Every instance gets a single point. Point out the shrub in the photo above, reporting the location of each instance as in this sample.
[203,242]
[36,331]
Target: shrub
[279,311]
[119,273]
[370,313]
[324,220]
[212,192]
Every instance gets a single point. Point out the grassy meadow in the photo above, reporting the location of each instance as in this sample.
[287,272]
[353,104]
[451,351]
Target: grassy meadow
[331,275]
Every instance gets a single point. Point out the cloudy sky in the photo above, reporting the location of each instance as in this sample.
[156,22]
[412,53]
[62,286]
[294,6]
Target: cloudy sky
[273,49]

+++++

*Problem to solve*:
From the line with "Target: shrub" to the end of the listing above, set down every line exactly as it appears, both ends included.

*Written solution*:
Target: shrub
[279,311]
[119,273]
[370,313]
[324,220]
[212,192]
Every instance gets a single point. Point out the grassy meadow in the photo above, reporting the location of each instance as in this sample.
[287,272]
[353,104]
[451,351]
Target: grassy meadow
[331,275]
Every instance gets a single point. Point out the cloudy sky in the photo above, reporting the location of each instance as in this sample.
[156,22]
[412,53]
[62,286]
[294,6]
Target: cloudy sky
[273,49]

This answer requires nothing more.